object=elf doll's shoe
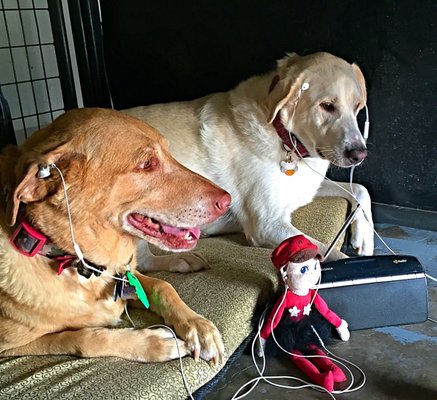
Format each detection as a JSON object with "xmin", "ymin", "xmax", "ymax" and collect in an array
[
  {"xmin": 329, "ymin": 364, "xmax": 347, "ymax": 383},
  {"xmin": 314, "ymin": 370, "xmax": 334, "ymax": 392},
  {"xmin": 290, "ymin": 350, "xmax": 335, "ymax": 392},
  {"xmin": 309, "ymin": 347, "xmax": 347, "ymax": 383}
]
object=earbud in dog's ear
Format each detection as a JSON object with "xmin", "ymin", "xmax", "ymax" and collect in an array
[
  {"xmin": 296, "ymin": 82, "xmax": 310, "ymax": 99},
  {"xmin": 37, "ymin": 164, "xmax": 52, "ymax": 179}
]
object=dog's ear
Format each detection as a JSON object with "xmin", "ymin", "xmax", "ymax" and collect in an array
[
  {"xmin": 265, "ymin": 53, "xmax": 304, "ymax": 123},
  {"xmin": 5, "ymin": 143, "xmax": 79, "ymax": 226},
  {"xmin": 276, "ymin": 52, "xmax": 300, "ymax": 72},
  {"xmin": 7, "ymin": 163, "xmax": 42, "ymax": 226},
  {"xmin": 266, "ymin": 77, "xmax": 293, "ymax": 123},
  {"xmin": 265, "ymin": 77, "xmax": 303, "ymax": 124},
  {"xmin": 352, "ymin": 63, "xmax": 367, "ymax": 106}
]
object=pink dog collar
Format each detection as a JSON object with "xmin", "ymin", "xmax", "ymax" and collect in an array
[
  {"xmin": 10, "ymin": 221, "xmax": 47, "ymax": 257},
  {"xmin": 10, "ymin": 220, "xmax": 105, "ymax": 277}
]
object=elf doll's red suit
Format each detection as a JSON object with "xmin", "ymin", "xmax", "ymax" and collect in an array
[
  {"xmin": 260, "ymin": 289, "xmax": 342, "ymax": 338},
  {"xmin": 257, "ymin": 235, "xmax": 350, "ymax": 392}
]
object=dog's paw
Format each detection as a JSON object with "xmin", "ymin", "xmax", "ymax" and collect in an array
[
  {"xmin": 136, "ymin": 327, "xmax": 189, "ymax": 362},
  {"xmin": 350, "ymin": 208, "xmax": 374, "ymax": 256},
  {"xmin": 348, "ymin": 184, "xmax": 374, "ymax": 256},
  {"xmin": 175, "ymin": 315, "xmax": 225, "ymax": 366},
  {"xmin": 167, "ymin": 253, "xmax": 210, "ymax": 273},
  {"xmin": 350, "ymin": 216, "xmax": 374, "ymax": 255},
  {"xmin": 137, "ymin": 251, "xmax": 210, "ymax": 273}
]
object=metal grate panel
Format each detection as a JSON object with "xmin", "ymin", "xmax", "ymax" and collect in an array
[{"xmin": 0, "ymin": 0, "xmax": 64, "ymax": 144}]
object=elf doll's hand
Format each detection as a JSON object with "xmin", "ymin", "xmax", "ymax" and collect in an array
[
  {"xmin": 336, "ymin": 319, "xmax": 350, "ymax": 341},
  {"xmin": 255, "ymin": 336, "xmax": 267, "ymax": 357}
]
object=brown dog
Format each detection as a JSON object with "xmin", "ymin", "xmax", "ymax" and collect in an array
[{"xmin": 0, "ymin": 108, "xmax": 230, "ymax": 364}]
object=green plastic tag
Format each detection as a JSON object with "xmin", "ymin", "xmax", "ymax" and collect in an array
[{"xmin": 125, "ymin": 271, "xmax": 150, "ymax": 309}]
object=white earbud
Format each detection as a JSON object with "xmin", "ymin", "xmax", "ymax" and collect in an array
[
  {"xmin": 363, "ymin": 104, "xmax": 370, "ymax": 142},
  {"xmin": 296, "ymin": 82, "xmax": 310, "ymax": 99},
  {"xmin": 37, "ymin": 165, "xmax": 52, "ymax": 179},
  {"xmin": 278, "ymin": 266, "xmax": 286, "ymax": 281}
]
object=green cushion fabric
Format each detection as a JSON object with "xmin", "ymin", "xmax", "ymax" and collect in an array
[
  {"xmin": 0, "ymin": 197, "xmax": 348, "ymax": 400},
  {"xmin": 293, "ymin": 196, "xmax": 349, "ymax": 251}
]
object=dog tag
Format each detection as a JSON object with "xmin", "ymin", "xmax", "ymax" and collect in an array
* * * * * * *
**WHAT IS NEEDED**.
Nothing but the lines above from the one containing "object=green plastic tag" through the one containing "object=white earbud" should appear in the answer, each repeated exactly.

**RESPONSE AREA**.
object=green plastic tag
Format each detection as a JSON object with "xmin", "ymin", "xmax", "ymax" and collect in an array
[{"xmin": 125, "ymin": 271, "xmax": 150, "ymax": 309}]
object=white earbud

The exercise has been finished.